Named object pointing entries
****

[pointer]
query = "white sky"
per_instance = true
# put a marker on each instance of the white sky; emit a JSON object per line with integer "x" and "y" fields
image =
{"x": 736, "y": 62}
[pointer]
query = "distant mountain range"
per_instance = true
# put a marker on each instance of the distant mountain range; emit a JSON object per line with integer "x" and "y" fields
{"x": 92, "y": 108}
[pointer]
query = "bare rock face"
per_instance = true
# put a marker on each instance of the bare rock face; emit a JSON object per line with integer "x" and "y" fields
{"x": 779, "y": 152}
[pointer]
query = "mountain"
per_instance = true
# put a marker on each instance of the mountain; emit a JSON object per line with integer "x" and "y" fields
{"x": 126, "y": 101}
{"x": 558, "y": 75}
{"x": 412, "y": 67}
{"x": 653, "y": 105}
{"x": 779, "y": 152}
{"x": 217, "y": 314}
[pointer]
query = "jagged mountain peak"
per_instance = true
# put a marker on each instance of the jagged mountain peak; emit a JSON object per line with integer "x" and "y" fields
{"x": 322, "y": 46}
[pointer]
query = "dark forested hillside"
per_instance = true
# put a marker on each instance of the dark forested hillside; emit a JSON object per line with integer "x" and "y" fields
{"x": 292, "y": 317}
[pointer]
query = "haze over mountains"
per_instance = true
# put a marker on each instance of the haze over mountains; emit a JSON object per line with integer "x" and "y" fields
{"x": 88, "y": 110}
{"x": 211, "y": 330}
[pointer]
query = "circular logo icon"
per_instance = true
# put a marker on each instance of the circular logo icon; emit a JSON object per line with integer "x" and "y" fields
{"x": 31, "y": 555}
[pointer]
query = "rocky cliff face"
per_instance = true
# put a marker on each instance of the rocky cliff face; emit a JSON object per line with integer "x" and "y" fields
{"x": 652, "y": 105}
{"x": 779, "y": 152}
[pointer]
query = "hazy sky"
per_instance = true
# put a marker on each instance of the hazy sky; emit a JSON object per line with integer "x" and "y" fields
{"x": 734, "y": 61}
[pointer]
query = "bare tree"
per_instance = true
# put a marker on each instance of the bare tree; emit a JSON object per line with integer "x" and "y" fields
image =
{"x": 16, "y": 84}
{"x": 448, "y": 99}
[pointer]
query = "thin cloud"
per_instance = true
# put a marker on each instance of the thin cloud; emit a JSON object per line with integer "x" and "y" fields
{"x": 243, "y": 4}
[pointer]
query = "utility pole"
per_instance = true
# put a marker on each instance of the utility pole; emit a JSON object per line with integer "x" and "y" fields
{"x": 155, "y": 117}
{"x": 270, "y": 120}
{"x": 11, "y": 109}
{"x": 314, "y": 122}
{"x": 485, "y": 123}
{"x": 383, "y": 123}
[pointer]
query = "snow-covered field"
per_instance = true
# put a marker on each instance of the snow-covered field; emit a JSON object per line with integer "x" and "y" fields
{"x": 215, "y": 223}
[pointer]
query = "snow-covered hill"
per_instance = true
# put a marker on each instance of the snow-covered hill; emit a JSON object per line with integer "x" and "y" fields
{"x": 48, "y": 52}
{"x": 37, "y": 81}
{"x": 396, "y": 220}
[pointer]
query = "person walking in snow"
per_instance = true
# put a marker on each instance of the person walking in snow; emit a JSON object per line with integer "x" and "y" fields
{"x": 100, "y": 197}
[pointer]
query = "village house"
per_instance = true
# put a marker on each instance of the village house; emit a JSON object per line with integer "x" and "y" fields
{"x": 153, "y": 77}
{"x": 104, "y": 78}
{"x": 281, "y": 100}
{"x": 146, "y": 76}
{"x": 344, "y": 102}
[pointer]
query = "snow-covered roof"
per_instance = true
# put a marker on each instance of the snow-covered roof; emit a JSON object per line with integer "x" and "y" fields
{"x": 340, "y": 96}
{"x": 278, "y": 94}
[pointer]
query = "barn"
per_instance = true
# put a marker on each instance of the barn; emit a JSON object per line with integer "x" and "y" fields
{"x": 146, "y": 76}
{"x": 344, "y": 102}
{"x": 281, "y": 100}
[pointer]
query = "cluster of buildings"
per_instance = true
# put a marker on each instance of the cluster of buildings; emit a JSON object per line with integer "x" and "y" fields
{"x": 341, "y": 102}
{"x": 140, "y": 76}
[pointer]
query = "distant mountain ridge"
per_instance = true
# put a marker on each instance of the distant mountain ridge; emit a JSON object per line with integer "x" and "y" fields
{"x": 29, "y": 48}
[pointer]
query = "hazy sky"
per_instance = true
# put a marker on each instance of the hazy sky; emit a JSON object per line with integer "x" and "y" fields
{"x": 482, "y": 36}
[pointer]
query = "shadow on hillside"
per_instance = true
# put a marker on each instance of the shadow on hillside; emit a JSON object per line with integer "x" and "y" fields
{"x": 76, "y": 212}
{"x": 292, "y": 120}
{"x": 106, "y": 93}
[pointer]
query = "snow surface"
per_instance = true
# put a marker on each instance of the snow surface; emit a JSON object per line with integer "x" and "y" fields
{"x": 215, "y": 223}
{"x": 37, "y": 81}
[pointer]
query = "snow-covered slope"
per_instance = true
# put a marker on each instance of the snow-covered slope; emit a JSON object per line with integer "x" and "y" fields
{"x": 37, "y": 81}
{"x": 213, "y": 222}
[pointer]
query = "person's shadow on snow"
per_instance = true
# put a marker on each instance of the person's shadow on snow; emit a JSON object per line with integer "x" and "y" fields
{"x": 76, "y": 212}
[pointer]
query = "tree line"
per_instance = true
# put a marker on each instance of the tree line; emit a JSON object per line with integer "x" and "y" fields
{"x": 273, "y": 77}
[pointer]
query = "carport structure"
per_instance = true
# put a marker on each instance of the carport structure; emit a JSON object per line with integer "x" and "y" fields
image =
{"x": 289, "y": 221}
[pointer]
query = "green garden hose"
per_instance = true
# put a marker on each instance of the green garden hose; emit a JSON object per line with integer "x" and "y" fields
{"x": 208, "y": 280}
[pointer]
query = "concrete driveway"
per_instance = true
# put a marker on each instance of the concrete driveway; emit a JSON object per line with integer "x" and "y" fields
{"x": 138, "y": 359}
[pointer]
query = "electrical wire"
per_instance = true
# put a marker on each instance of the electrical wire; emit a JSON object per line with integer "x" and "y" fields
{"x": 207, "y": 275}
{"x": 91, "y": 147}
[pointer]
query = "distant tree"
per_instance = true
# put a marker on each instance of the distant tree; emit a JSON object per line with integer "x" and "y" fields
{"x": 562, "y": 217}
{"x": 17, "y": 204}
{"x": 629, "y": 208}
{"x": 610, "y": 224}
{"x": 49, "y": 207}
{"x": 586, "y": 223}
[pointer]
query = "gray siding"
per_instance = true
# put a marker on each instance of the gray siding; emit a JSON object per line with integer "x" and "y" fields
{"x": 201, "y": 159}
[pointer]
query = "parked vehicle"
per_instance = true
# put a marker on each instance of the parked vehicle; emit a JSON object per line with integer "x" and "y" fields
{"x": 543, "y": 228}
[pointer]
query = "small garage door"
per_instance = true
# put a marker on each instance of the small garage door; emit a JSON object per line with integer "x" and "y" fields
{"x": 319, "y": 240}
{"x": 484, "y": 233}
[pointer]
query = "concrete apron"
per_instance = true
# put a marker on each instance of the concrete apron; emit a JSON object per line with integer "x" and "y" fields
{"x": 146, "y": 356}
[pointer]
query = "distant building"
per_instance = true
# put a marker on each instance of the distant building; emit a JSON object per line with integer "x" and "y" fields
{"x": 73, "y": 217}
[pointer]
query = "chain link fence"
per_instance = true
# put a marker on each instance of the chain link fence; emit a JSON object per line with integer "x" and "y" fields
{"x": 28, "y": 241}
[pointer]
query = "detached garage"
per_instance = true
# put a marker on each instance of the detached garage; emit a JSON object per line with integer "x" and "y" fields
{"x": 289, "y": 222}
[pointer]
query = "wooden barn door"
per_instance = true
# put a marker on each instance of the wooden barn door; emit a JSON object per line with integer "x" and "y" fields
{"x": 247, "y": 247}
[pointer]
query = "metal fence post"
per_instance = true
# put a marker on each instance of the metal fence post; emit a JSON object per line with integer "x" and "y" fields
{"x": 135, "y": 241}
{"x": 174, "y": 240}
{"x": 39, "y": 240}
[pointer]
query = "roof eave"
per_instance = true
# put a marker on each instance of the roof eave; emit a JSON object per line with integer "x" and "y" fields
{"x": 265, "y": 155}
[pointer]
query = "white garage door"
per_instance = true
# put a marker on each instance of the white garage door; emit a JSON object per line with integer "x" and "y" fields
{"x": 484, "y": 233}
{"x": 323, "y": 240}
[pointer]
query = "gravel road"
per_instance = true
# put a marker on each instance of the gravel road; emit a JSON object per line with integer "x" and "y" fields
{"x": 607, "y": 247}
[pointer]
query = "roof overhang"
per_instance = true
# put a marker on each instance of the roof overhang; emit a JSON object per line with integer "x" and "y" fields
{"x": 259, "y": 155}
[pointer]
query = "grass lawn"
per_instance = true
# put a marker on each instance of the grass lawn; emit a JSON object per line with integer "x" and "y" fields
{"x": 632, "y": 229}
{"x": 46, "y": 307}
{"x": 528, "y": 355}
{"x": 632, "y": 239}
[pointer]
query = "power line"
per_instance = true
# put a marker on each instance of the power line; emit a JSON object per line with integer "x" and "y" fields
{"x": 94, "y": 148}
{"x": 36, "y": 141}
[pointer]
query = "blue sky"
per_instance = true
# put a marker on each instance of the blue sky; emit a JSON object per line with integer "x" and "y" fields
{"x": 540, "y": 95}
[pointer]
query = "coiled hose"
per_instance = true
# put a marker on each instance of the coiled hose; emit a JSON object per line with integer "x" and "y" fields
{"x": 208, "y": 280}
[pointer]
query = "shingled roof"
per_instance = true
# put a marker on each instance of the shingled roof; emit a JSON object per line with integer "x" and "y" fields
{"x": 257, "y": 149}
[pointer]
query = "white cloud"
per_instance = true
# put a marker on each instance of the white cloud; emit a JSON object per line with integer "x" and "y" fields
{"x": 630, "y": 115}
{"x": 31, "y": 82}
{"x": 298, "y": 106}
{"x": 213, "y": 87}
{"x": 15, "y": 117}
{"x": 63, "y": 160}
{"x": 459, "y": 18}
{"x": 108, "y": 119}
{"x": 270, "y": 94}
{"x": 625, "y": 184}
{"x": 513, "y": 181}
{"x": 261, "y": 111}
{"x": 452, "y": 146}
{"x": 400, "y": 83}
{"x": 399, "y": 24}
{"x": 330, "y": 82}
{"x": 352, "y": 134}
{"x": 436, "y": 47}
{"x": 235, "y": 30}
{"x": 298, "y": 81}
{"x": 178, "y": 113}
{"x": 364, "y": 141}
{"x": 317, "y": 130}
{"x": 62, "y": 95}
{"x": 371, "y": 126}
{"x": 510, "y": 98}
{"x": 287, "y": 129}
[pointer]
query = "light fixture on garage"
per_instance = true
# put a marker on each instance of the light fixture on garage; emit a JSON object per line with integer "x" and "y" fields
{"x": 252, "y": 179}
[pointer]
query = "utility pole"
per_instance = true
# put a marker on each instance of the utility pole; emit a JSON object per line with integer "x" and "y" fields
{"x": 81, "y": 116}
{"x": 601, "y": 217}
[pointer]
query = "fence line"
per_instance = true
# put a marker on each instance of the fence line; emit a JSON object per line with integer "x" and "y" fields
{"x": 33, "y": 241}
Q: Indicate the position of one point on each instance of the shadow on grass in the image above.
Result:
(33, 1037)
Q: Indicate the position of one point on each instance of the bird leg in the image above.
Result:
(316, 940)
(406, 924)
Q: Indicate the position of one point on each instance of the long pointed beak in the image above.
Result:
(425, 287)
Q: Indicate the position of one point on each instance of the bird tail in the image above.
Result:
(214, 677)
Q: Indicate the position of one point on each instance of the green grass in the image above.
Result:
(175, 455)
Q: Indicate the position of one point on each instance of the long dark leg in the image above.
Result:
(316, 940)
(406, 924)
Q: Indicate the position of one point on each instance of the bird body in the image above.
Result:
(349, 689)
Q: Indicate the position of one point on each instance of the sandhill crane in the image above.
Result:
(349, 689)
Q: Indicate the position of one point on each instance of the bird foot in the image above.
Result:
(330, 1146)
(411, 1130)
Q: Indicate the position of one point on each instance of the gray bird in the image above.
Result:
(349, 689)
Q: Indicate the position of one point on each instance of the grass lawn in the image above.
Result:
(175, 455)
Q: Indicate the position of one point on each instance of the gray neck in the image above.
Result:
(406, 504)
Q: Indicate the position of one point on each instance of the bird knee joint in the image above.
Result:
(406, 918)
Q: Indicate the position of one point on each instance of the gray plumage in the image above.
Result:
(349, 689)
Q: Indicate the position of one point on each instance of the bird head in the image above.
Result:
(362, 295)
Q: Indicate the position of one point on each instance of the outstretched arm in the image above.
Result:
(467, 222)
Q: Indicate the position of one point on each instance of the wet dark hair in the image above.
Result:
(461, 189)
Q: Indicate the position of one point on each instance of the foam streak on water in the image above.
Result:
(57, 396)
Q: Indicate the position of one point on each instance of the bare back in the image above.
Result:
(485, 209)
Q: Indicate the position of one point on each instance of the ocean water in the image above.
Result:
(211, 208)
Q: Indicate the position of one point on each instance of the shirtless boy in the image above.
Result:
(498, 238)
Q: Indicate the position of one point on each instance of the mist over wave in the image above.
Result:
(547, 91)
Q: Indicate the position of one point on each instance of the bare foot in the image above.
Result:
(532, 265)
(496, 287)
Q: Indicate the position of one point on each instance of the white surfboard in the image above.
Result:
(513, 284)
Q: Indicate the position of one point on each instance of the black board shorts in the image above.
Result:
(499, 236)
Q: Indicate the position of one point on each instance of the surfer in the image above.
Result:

****

◆ What this task involves ◆
Repeat, without changes, every line from the one that contains "arm in the image above." through the final line of the data.

◆ Result of this task ◆
Q: Indicate the position of one point on each instance of the outstretched arm in the image above.
Result:
(467, 222)
Q: Indicate the position of one point on each instance of the wet dark hair in the image above.
Result:
(461, 189)
Q: Indicate the position of one point on each instance of the foam streak on water in the image above.
Result:
(57, 396)
Q: Indicate the position of one point on each instance of the bare back in the image above.
Result:
(485, 209)
Q: Indicate the position of one point on each instance of the ocean water in the image above.
Result:
(211, 208)
Q: Indicate the position of one point on each instance of the shirtless boy in the image above.
Result:
(498, 238)
Q: Indicate the position of one point on each instance of the mist over wave in the image above.
Result:
(547, 91)
Q: Indicate the position of one point on each instance of the bare foot in the image above.
Result:
(532, 265)
(496, 287)
Q: Indicate the position of one point on each instance of the white surfboard in the image above.
Result:
(513, 284)
Q: Indicate the position of one point on each instance of the black board shorts in the image above.
Result:
(499, 236)
Q: Indicate the position of one point on each instance of the surfer in the image above.
Result:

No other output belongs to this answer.